:: TASK INPUTS ::

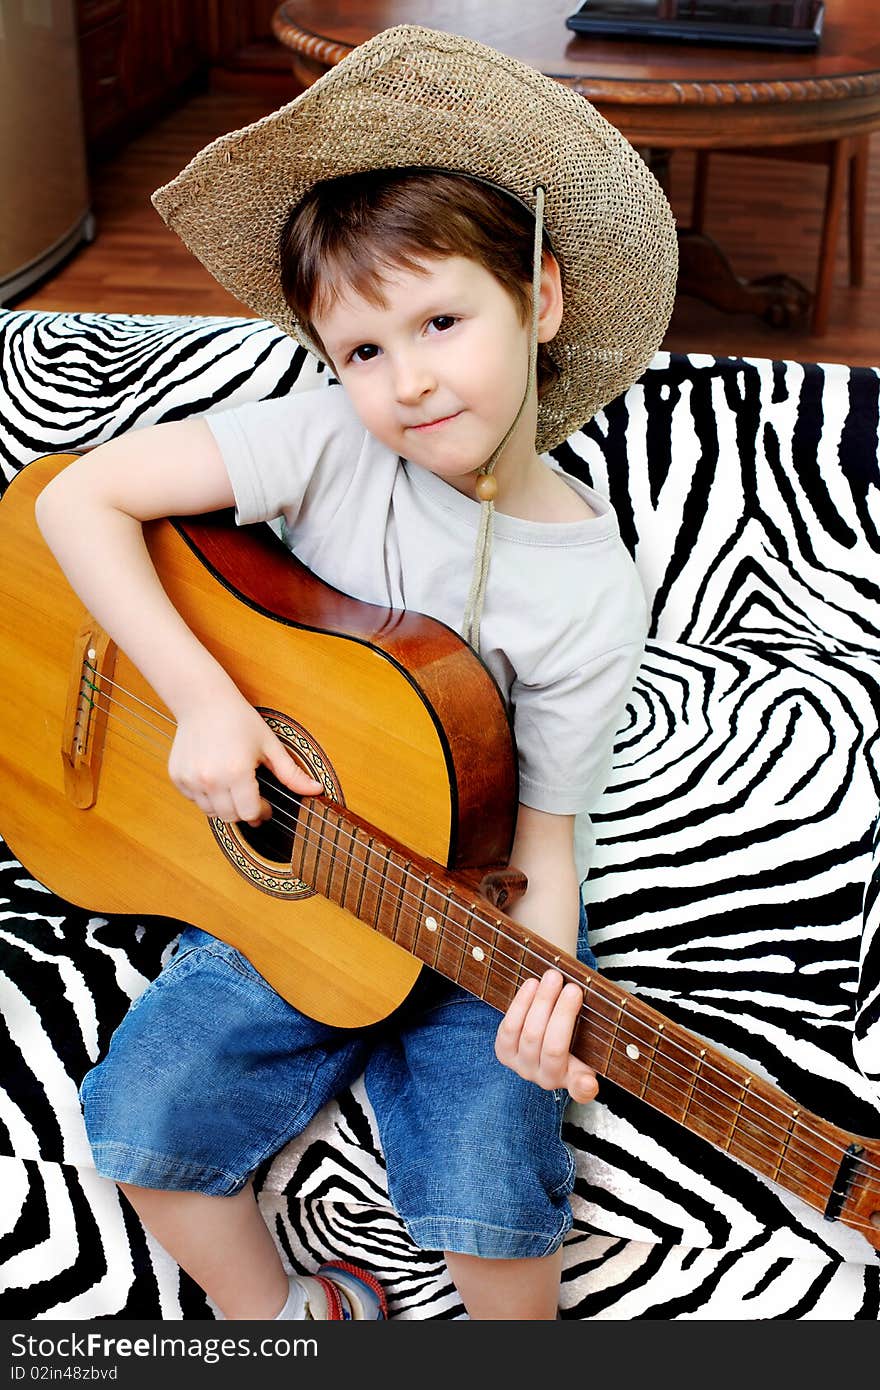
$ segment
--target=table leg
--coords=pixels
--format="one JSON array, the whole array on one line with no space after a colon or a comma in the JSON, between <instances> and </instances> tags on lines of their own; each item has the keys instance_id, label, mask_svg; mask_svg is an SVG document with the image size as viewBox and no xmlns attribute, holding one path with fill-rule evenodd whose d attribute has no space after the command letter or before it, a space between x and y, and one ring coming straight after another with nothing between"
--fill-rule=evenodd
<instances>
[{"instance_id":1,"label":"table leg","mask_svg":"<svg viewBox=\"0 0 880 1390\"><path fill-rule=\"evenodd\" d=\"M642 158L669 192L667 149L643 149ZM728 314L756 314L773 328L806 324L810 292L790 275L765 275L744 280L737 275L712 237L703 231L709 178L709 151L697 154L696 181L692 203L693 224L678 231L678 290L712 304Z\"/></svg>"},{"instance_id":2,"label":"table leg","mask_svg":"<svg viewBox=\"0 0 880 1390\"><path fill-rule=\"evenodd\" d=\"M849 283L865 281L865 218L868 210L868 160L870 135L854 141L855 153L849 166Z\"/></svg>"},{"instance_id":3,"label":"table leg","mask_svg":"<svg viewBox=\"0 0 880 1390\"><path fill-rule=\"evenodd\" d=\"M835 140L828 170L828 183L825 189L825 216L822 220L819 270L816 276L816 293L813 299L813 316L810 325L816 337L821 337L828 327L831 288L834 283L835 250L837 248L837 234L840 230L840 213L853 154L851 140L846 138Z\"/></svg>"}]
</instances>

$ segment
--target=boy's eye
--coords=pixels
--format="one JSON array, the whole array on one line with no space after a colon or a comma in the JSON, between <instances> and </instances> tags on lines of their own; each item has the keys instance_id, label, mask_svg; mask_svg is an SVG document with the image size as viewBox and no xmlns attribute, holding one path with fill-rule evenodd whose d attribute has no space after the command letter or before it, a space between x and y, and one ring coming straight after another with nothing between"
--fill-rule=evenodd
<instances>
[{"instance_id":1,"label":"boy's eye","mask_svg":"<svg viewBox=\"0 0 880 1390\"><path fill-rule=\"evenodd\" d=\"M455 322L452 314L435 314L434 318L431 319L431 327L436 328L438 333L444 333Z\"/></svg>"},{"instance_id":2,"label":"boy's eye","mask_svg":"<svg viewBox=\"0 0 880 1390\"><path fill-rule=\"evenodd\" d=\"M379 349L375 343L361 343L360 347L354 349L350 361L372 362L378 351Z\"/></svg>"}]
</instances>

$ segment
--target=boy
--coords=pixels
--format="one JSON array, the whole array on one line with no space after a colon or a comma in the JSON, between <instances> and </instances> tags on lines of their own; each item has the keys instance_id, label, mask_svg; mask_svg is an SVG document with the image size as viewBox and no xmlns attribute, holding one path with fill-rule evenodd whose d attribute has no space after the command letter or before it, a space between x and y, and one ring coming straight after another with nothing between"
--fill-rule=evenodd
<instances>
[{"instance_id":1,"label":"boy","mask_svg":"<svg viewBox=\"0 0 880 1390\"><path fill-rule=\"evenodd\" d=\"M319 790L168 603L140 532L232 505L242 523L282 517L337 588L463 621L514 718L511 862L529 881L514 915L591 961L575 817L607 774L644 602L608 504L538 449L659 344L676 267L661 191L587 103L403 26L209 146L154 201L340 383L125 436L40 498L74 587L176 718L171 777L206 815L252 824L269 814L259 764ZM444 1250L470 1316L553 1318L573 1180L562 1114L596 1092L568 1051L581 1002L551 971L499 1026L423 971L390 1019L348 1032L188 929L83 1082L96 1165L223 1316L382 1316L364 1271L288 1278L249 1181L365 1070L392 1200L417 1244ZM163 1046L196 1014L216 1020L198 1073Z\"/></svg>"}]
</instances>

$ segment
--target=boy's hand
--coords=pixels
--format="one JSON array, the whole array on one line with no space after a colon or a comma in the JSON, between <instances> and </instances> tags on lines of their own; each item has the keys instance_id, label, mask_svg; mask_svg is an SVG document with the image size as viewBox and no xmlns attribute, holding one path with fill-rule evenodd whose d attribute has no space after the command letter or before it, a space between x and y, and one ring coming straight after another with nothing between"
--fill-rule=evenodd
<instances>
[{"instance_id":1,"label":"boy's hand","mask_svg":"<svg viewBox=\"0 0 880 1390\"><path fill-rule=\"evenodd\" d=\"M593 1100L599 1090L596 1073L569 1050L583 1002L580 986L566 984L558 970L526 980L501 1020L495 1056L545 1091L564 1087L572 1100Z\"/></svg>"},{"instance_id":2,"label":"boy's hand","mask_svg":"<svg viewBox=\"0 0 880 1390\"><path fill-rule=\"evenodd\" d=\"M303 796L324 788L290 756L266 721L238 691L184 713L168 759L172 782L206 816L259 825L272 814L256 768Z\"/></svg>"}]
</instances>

:::

- _TRY IT_
The material is to be reproduced verbatim, and no picture may appear in the copy.

- _RESPONSE TO THE EXERCISE_
$ segment
--target=table leg
--coords=pixels
--format="one JSON array, the whole array on one line with no space after a colon or a comma in the JSON, between <instances> and </instances> tags on lines of their own; each item has the keys instance_id, label, mask_svg; mask_svg is an SVG document with the image size as viewBox and no xmlns attribute, holding one path with fill-rule evenodd whose d attribute has no space after the command letter or before it, a space between x and y, and one ring coming straight after another with nothing between"
--fill-rule=evenodd
<instances>
[{"instance_id":1,"label":"table leg","mask_svg":"<svg viewBox=\"0 0 880 1390\"><path fill-rule=\"evenodd\" d=\"M642 158L669 192L667 149L643 149ZM728 314L756 314L773 328L806 324L810 292L790 275L765 275L744 280L737 275L712 237L703 231L709 178L709 151L697 154L696 181L692 203L693 224L678 231L678 290L712 304Z\"/></svg>"},{"instance_id":2,"label":"table leg","mask_svg":"<svg viewBox=\"0 0 880 1390\"><path fill-rule=\"evenodd\" d=\"M849 283L865 281L865 218L868 210L868 160L870 135L854 141L855 153L849 166Z\"/></svg>"},{"instance_id":3,"label":"table leg","mask_svg":"<svg viewBox=\"0 0 880 1390\"><path fill-rule=\"evenodd\" d=\"M835 140L828 170L828 183L825 189L825 216L822 220L819 270L816 276L816 293L813 299L813 316L810 325L816 337L821 337L828 327L831 288L834 283L835 250L837 248L837 234L840 230L840 213L853 154L851 140L846 138Z\"/></svg>"}]
</instances>

$ segment
--target=boy's eye
--coords=pixels
--format="one JSON array, the whole array on one line with no space after a colon or a comma in the JSON, between <instances> and </instances> tags on lines of their own; each item has the keys instance_id, label, mask_svg; mask_svg is an SVG document with the image size as viewBox and no xmlns attribute, holding one path with fill-rule evenodd whose d attribute has no space after the command letter or before it, a space between x and y, and one ring coming straight after another with nothing between"
--fill-rule=evenodd
<instances>
[{"instance_id":1,"label":"boy's eye","mask_svg":"<svg viewBox=\"0 0 880 1390\"><path fill-rule=\"evenodd\" d=\"M455 322L452 314L435 314L434 318L431 319L431 327L436 328L438 333L444 333Z\"/></svg>"},{"instance_id":2,"label":"boy's eye","mask_svg":"<svg viewBox=\"0 0 880 1390\"><path fill-rule=\"evenodd\" d=\"M379 349L375 343L361 343L360 347L354 349L350 361L372 362L378 351Z\"/></svg>"}]
</instances>

$ segment
--target=boy
--coords=pixels
--format="one JSON array, the whole array on one line with no space after a colon or a comma in the JSON, between <instances> and </instances> tags on lines of their own; each item has the keys instance_id, label, mask_svg; mask_svg is an SVG document with the image size as viewBox and no xmlns attribute, holding one path with fill-rule evenodd whose d attribute has no space after the command letter or before it, a space between x and y, and one ring coming straight after another with nothing between"
--fill-rule=evenodd
<instances>
[{"instance_id":1,"label":"boy","mask_svg":"<svg viewBox=\"0 0 880 1390\"><path fill-rule=\"evenodd\" d=\"M319 790L168 603L140 532L232 505L242 523L282 517L337 588L463 621L514 718L511 862L529 881L514 915L591 961L575 817L607 774L644 602L608 504L538 449L659 344L676 267L661 191L587 103L403 26L209 146L154 201L340 383L125 436L40 498L74 587L176 718L171 777L206 815L252 824L269 814L259 764ZM444 1250L470 1316L553 1318L573 1180L562 1114L596 1092L568 1051L581 1002L551 971L499 1026L423 971L390 1019L348 1032L188 929L83 1082L96 1165L223 1316L382 1316L364 1271L288 1278L249 1181L365 1070L392 1200L417 1244ZM163 1046L196 1014L216 1020L198 1073Z\"/></svg>"}]
</instances>

$ segment
--target=boy's hand
--coords=pixels
--format="one JSON array, the whole array on one line with no space after a colon or a comma in the JSON, between <instances> and </instances> tags on lines of their own; each item has the keys instance_id, label, mask_svg; mask_svg is an SVG document with the image size as viewBox and no xmlns attribute, holding one path with fill-rule evenodd whose d attribute has no space after the command letter or before it, a space between x and y, and one ring coming straight after another with nothing between"
--fill-rule=evenodd
<instances>
[{"instance_id":1,"label":"boy's hand","mask_svg":"<svg viewBox=\"0 0 880 1390\"><path fill-rule=\"evenodd\" d=\"M593 1100L599 1090L596 1073L569 1050L583 1002L580 986L566 984L558 970L526 980L501 1020L495 1056L545 1091L564 1087L572 1100Z\"/></svg>"},{"instance_id":2,"label":"boy's hand","mask_svg":"<svg viewBox=\"0 0 880 1390\"><path fill-rule=\"evenodd\" d=\"M303 796L324 788L290 756L266 721L238 691L184 713L168 759L172 782L206 816L259 825L272 814L256 768Z\"/></svg>"}]
</instances>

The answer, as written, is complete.